Bild: Ein Buddy-Bär – das ist doch so Nuller-Jahre-Berlin. Weg damit!
Kaum hatte es in der Nacht auf Montag geschneit, fielen die S-Bahnen aus.
Wie vorhersehbar. Wie wunderbar. Wie Berlin. Das könnte noch was ganz
Großes werden.
So was wie Knut oder Klaus Wowereit. Zum Knuddeln waren beide, Wowi wurde
überdies zum Role Model, zum Gesicht einer Stadt, die nicht mehr immer nur
alles ernst nahm. Die auch Feiern konnte. Fünfe mal grade sein lassen. Und
damit – die Ausnahmen sind bekannt – auch noch Erfolg hatte. So wurden
Knut, der Eisbär, und Wowi, der Partybär, zu Berliner Maskottchen. Das
beste daran: Beide waren auch anschlussfähig ans Berliner Wappentier. „Be
Berlin“, da steppt der Bär.
Das ist jetzt allerdings Geschichte. Knut ist tot, Wowereit zurückgetreten,
kein neues Maskottchen in Sicht. Oder glaubt etwa einer, Michael Müller sei
knuddelfähig? Oder dass Meret Becker und Mark Waschke, die neuen
„Tatort“-Kommissare der Stadt, zum Gesicht des neuen Berlin würden? Oder
vielleicht gar der Hirscheber Eberhard, das hässlichste Lebewesen im
Zoologischen Garten?
Immerhin: Wo kein neues Gesicht in Sicht ist, kann man sich jetzt am Anfang
des noch neuen Jahres einfach mal zurücklehnen und darüber nachdenken, was
eigentlich die Botschaft ist, die Berlin in der Nach-Wowereit-Ära in der
Welt verbreiten möchte.
Ist es Kontinuität? Soll das, was erreicht wurde, nunmehr ordentlich
verwaltet werden? Das Maskottchen wäre dann eine putzig ausstaffierte
Aktenklammer. Und Berlin leider so verwechselbar wie München oder Freiburg.
Also nüscht.
Ist es die Zuwanderung, das Wachstum der Stadt? Dann wäre das Symbol eine
große Zähluhr, die man am Roten Rathaus aufstellen könnte. Auf ihr wäre
nicht nur die ganz aktuelle Zahl der Berliner ablesbar, sondern dazu der
Anstieg der Durchschnittsmiete. Schließlich hat jeder Erfolg auch seinen
Preis.
Warum nicht auch die Freiheit? Kein Ort wäre da geeigneter als das
Tempelhofer Feld. Der Rosinenbomber gehört hierher, dieses Maskottchen der
Berlin-Blockade. Und natürlich die Feldlerche, dieser Vogel des Jahres
1998, den die Berliner bei ihrem Volksentscheid im Mai vergangenen Jahres
davor bewahrt haben, in den Käfig des sozialen Wohnungsbaus gesperrt zu
werden.
Allerdings spräche gegen die Feldlerche als neues Maskottchen, dass sie
halt so gar kein Bär ist.

Einträge des Datensatzes
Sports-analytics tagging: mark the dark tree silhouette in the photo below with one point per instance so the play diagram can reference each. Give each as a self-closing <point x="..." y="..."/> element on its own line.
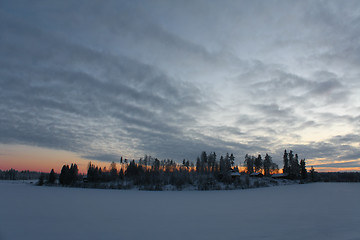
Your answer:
<point x="52" y="177"/>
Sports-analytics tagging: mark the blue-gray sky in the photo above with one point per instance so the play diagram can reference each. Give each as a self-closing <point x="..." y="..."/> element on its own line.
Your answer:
<point x="170" y="79"/>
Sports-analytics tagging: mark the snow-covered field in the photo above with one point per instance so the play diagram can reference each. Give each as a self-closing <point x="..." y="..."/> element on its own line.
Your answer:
<point x="310" y="211"/>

ARBEITSANWEISUNGEN =
a) Welches Tier nennt der Text über die Berliner Maskottchen das hässlichste Lebewesen im Zoologischen Garten?
b) Führe den Text über die Suche nach einem neuen Maskottchen für Berlin nach seinem letzten Satz weiter.

LÖSUNGEN =
a) Den Hirscheber Eberhard.

b)
Schluss also mit dem Versuch, einen Nachfolger für den Knuddel-Wowi-Bär zu
finden. Den gibt es nicht. Wohl aber gibt es das, was die Essenz dieser
wunderbaren Stadt ist, von der Klaus Wowereit bei einem Parteitag 2010
einmal gesagt hat: „Diese Stadt hat etwas, was man mit Geld nie kaufen
kann: eine Ausstrahlung, eine Anziehung, eine Wildheit und eine Schönheit,
wie es sie in dieser Kombination nicht noch mal auf dieser Welt gibt.“
Recht hat er, und warum soll man das, was Berlin hat, nicht auch
vermarkten. Warum nicht das Berlin-Parfüm kreieren, den Odeur de Berlin?
Diesen einzigartigen Duft nach Bodenständigkeit und Übermut, Armut und
Kreativität, Größenwahn und sympathischem Scheitern?
Die Zutaten sind ganz einfach. Man muss einfach die Berliner Luft an den
Orten abfüllen, die für die Berliner Lokaleigenschaften stehen. Die
Bodenständigkeit in Tempelhof (Geburtsort Wowereits und Müllers!), den
Übermut im Partykeller beim Präsidenten des Landessportbundes Klaus Böger,
der unbedingt Olympia will. Die Armut vor dem Jobcenter in der
Charlottenstraße, und die Kreativität füllt man am besten in
Oberschöneweide ab, weil die Luft in Mitte und Prenzlauer Berg für den
Größenwahnanteil des Odeurs bestimmt ist.
Der größte Anteil am Parfüm von Berlin muss aber auf der Baustelle des BER
oder im Berliner Olympiastadion abgefüllt werden. Denn was wäre Berlin ohne
seinen Pleitenairport oder seinen Pannenfußball.
Der Werbepartner für den Odeur de Berlin wäre natürlich der Club der
polnischen Versager. Dessen Betreiber in der Ackerstraße machen sich schon
lange Sorgen, dass Berlin über kurz oder lang schneller polonisiert werden
könnte als Polen deutscher wird. Deshalb müssen sie natürlich auf den Zug
mit dem Berliner Duft aufspringen – in der Hoffnung, dass auch der ein
Riesenflop wird.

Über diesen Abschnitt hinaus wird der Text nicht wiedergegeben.